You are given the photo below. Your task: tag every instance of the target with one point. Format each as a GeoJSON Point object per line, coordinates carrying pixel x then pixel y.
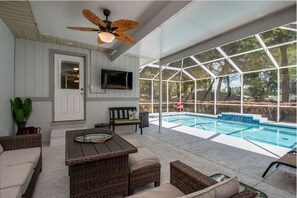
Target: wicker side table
{"type": "Point", "coordinates": [97, 170]}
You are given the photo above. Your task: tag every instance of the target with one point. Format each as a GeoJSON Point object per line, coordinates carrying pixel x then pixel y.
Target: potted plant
{"type": "Point", "coordinates": [21, 111]}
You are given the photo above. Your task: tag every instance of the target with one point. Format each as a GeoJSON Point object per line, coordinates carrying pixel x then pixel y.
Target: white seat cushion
{"type": "Point", "coordinates": [16, 175]}
{"type": "Point", "coordinates": [163, 191]}
{"type": "Point", "coordinates": [142, 158]}
{"type": "Point", "coordinates": [225, 189]}
{"type": "Point", "coordinates": [134, 143]}
{"type": "Point", "coordinates": [12, 192]}
{"type": "Point", "coordinates": [20, 156]}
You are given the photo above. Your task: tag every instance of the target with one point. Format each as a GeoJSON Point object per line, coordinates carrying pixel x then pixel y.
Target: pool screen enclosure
{"type": "Point", "coordinates": [254, 75]}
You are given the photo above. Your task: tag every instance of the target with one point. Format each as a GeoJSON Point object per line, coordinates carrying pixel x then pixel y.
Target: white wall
{"type": "Point", "coordinates": [33, 79]}
{"type": "Point", "coordinates": [6, 79]}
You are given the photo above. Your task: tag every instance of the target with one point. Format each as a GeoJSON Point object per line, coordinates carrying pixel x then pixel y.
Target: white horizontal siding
{"type": "Point", "coordinates": [33, 68]}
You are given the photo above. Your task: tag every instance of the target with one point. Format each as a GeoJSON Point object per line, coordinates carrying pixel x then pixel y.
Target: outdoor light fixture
{"type": "Point", "coordinates": [106, 37]}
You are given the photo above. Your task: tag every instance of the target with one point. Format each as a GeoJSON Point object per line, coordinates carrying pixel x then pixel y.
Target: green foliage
{"type": "Point", "coordinates": [21, 111]}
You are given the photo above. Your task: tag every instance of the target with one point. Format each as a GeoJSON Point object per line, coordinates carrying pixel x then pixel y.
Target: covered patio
{"type": "Point", "coordinates": [202, 154]}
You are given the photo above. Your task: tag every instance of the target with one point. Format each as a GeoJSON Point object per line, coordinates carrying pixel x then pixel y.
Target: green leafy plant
{"type": "Point", "coordinates": [21, 111]}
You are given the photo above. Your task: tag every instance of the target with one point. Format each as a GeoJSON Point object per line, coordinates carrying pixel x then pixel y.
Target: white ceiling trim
{"type": "Point", "coordinates": [170, 10]}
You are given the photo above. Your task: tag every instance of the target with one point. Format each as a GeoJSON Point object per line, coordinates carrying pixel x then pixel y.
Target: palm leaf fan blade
{"type": "Point", "coordinates": [124, 25]}
{"type": "Point", "coordinates": [87, 29]}
{"type": "Point", "coordinates": [99, 41]}
{"type": "Point", "coordinates": [93, 18]}
{"type": "Point", "coordinates": [126, 38]}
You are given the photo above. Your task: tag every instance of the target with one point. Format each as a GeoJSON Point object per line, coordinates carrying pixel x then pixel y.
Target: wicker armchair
{"type": "Point", "coordinates": [185, 180]}
{"type": "Point", "coordinates": [22, 142]}
{"type": "Point", "coordinates": [189, 180]}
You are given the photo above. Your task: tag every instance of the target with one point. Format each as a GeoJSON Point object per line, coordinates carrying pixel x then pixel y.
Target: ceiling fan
{"type": "Point", "coordinates": [107, 30]}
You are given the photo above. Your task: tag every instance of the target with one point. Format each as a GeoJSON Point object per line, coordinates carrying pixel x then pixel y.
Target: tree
{"type": "Point", "coordinates": [277, 36]}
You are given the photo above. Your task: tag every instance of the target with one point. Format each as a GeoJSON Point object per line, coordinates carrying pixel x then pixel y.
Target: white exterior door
{"type": "Point", "coordinates": [68, 88]}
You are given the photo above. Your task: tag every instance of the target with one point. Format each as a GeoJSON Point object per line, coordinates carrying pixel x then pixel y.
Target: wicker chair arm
{"type": "Point", "coordinates": [20, 141]}
{"type": "Point", "coordinates": [246, 193]}
{"type": "Point", "coordinates": [187, 179]}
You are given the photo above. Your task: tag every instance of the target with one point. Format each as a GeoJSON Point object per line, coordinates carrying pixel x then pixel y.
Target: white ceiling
{"type": "Point", "coordinates": [52, 17]}
{"type": "Point", "coordinates": [186, 25]}
{"type": "Point", "coordinates": [200, 21]}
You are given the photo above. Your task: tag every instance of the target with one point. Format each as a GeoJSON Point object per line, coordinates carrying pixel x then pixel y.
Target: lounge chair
{"type": "Point", "coordinates": [288, 159]}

---------------

Exercise objective | Retype the data above verbatim, minus images.

Solution for this problem |
You are given the photo below. Your task: tag every instance of the target with one point. Format each as a GeoJSON Point object per line, coordinates carrying pixel x then pixel y.
Target: wicker side table
{"type": "Point", "coordinates": [97, 170]}
You are given the photo above. Your task: tag every instance of the target with one point. Format each as a GeoJSON Point object per line, coordinates carrying pixel x then pixel y.
Target: potted plant
{"type": "Point", "coordinates": [21, 111]}
You are given the photo above. Your task: tag every instance of the target with one point. Format each as a GeoJSON Point object per line, coordinates carrying pixel x then pixel y.
Target: white seat cushion
{"type": "Point", "coordinates": [16, 175]}
{"type": "Point", "coordinates": [163, 191]}
{"type": "Point", "coordinates": [142, 158]}
{"type": "Point", "coordinates": [225, 189]}
{"type": "Point", "coordinates": [134, 143]}
{"type": "Point", "coordinates": [12, 192]}
{"type": "Point", "coordinates": [20, 156]}
You are given the photo above. Your task: tag every instance of the target with one point. Format each as a GeoJSON Point object per line, coordinates carrying pixel x then pixel y.
Target: pool screen enclosure
{"type": "Point", "coordinates": [254, 75]}
You are given the photo above. Your task: tag every instance of the target with one point. Format each as a GeoJSON Point object per line, coordinates carrying pixel x then pixel y.
Target: white wall
{"type": "Point", "coordinates": [33, 79]}
{"type": "Point", "coordinates": [6, 79]}
You are given the photo above. Your task: tag every instance of the target with one point. Format each as a GeoJSON Point object per line, coordinates carrying pixel x then pixel y.
Target: white horizontal siding
{"type": "Point", "coordinates": [33, 68]}
You are given the photo above. Your task: tag every instance of the target with one point. Format each as a GeoJSON Point object per line, coordinates carrying pixel x then pixel y.
Target: outdoor light fixture
{"type": "Point", "coordinates": [106, 37]}
You are given the photo above. Your task: tag every instance of the target with one point. Format each as a GeoJSON Point object per line, coordinates carrying pixel x then pixel y.
Target: green foliage
{"type": "Point", "coordinates": [21, 111]}
You are given the photo above. Your task: tag every instance of the target with one point. Format each as a GeoJSON Point object per line, coordinates carrying pixel x then pixel y.
Target: covered patio
{"type": "Point", "coordinates": [202, 154]}
You are given the photo above. Your task: tag every instance of the target with one point. Format each as a GeoJSON Point object per line, coordinates carrying pixel x then pixel y.
Target: green leafy plant
{"type": "Point", "coordinates": [21, 111]}
You are given the photo above. Your task: tag every instance of the target with one point. Format each as a GeoJSON Point object per line, coordinates carrying pixel x then pixel y.
Target: white ceiling trim
{"type": "Point", "coordinates": [170, 10]}
You are given the photo above. Your task: tag every instance of the target with one point. Format each as a GeoJSON Point object per line, coordinates carrying pixel x then pixel y.
Target: palm leaf fan blade
{"type": "Point", "coordinates": [124, 25]}
{"type": "Point", "coordinates": [87, 29]}
{"type": "Point", "coordinates": [99, 41]}
{"type": "Point", "coordinates": [93, 18]}
{"type": "Point", "coordinates": [126, 38]}
You are given the photo above. Your task: tag every instance of the target with one point. Format each as a GeoJSON Point object per line, coordinates carrying pixel x then pixel y.
Target: wicker armchair
{"type": "Point", "coordinates": [185, 180]}
{"type": "Point", "coordinates": [22, 142]}
{"type": "Point", "coordinates": [189, 180]}
You are given the photo above. Your task: tag every instance of the target with one point. Format each as a GeoJSON Point object per line, coordinates carrying pixel x then pixel y.
Target: ceiling fan
{"type": "Point", "coordinates": [107, 30]}
You are given the photo above. Your task: tag every instance of the target with one point. Format each as a GeoJSON Point object per line, coordinates carrying pixel x then pixel y.
Target: tree
{"type": "Point", "coordinates": [277, 36]}
You are given the photo above. Your task: tag every instance of the target with one point. Format each as a GeoJSON Point object per line, coordinates carrying pixel x then pixel y.
Target: white exterior door
{"type": "Point", "coordinates": [68, 88]}
You are given the photo above. Your task: tag every instance of the target with one point. Format each as a GeoJSON Point object per line, coordinates carrying pixel x then pixel y.
Target: wicker chair arm
{"type": "Point", "coordinates": [20, 141]}
{"type": "Point", "coordinates": [246, 193]}
{"type": "Point", "coordinates": [187, 179]}
You are given the photo above. Your task: tag every instance of the target with one point. Format each as a GeoJSON Point object per line, coordinates carrying pixel x then pixel y.
Target: white ceiling
{"type": "Point", "coordinates": [52, 17]}
{"type": "Point", "coordinates": [186, 25]}
{"type": "Point", "coordinates": [200, 21]}
You are given the photo above. Your task: tag every instance of the target with one point. Format each as a GeoJSON Point object per line, coordinates carrying pixel x then pixel y.
Target: lounge chair
{"type": "Point", "coordinates": [288, 159]}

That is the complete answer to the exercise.